- _TASK DESCRIPTION_
Render the rows below as a single JSON list of strings, one string for each line, omitting any blank lines.

- _EXTRACTED INFORMATION_
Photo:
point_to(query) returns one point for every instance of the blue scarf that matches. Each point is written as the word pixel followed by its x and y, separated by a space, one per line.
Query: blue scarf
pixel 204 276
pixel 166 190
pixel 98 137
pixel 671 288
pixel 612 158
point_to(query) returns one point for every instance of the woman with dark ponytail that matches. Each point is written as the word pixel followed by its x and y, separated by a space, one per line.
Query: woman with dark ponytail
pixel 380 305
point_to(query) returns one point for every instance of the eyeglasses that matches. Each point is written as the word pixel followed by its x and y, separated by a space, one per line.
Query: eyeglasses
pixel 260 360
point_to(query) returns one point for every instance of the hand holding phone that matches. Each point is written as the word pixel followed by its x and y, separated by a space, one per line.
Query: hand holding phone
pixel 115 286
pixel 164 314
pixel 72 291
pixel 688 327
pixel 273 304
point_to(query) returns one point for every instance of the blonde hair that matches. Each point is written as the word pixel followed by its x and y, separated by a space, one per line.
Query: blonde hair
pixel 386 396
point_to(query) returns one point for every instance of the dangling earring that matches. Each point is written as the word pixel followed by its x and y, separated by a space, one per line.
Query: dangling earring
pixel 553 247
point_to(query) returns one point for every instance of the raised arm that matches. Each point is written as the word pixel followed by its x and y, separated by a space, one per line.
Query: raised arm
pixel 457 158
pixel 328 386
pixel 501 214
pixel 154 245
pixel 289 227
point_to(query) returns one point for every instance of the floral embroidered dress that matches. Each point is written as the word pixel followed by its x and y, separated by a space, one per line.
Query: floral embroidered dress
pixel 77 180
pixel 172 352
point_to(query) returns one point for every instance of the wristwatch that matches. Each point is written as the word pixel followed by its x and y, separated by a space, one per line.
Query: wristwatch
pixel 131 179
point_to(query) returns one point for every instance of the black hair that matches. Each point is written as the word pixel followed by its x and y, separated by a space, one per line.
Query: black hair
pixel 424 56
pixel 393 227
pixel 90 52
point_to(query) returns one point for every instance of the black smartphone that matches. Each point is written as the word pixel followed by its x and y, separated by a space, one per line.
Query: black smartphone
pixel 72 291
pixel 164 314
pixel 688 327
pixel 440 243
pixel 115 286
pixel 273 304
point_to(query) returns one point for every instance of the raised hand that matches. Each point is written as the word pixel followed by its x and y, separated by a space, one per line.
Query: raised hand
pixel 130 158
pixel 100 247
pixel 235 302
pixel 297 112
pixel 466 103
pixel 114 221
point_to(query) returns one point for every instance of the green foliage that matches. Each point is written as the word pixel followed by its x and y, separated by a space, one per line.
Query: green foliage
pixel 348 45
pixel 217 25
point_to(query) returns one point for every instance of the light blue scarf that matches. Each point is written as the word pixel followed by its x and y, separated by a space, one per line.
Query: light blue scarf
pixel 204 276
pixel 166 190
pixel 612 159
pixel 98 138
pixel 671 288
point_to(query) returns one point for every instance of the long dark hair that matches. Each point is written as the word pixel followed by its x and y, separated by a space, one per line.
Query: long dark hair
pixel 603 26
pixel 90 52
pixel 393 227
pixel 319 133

- _EXERCISE OUTPUT_
[
  "Photo:",
  "point_to(query) returns one point for every instance of the blue scarf that matches. Each point is written as the word pixel followed by its x and y, separated by a space, one per line.",
  "Query: blue scarf",
  "pixel 204 276",
  "pixel 166 190",
  "pixel 98 137",
  "pixel 671 288",
  "pixel 612 158",
  "point_to(query) returns one point for every instance of the woman with dark ponytail that matches. Each point is written as the word pixel followed by its x and y, separated by a space, one per line.",
  "Query: woman with dark ponytail",
  "pixel 380 305",
  "point_to(query) returns one point for every instance of the eyeglasses that matches. Each point is written as the word pixel followed by its x and y, separated by a space, one per line.",
  "Query: eyeglasses",
  "pixel 260 360",
  "point_to(query) returns one point for every instance of the hand holding phone that matches. Each point is written as the word pixel followed by its x and y, separated by a space, one per line.",
  "Query: hand holding phone",
  "pixel 115 286",
  "pixel 164 314",
  "pixel 72 291",
  "pixel 688 327",
  "pixel 273 304",
  "point_to(query) returns one point for every instance of the blonde hair that matches. Each point is written as the word pixel followed by its x and y, separated by a space, one per line.",
  "Query: blonde hair",
  "pixel 386 396",
  "point_to(query) returns one point for every instance of the dangling earring that matches. Each point is written as the word pixel followed by its x and y, separated by a space, one per line.",
  "Query: dangling earring",
  "pixel 553 247",
  "point_to(query) returns one point for every instance of the raised arm that matches. Each point is written as the word pixel followed by its x and y, separated by a space, one per line.",
  "Query: raised arm",
  "pixel 457 158",
  "pixel 328 386",
  "pixel 501 214",
  "pixel 154 245",
  "pixel 289 227",
  "point_to(query) returns one point for every instance of the floral embroidered dress that matches. Each point is written as the word pixel followed by its x and y, separated by a space, one per line.",
  "Query: floral embroidered dress",
  "pixel 77 180",
  "pixel 172 352",
  "point_to(query) returns one point for every instance of the wristwatch that matches. Each point is written as the word pixel followed by its x and y, separated by a space, one per line.",
  "Query: wristwatch",
  "pixel 131 179",
  "point_to(query) returns one point for every instance of the black hair that matches. Each point is written as the word pixel followed by its x and y, separated by a space, one per line.",
  "Query: black hair",
  "pixel 424 56",
  "pixel 393 227",
  "pixel 90 52",
  "point_to(query) returns one point for every instance of the black smartphone that matches. Each point is written as the word pixel followed by its x and y, separated by a space, one per line.",
  "Query: black smartphone",
  "pixel 72 291",
  "pixel 164 314",
  "pixel 688 327",
  "pixel 440 243",
  "pixel 115 286",
  "pixel 273 304",
  "point_to(query) returns one point for every instance of the raised hand that matches. Each point is written as the word pixel followed by its x and y, separated by a space, one per line.",
  "Query: raised hand",
  "pixel 130 158",
  "pixel 100 247",
  "pixel 235 302",
  "pixel 297 112",
  "pixel 466 103",
  "pixel 114 221",
  "point_to(query) returns one point for every instance of the green foliage that matches. Each point is written as the word pixel followed by its x and y, separated by a space, one per line.",
  "Query: green foliage",
  "pixel 348 45",
  "pixel 217 25",
  "point_to(query) returns one point for every instance of the light blue scarf that matches. Each point is written as the word pixel followed by its x and y, separated by a space, one per line.",
  "Query: light blue scarf",
  "pixel 204 276",
  "pixel 166 190",
  "pixel 612 159",
  "pixel 98 138",
  "pixel 671 288",
  "point_to(query) returns one point for every instance of the long dark hair that matches. Each point is written as the word pixel followed by its x and y, separated by a space, one per line.",
  "Query: long dark hair",
  "pixel 603 26",
  "pixel 90 52",
  "pixel 393 227",
  "pixel 319 133"
]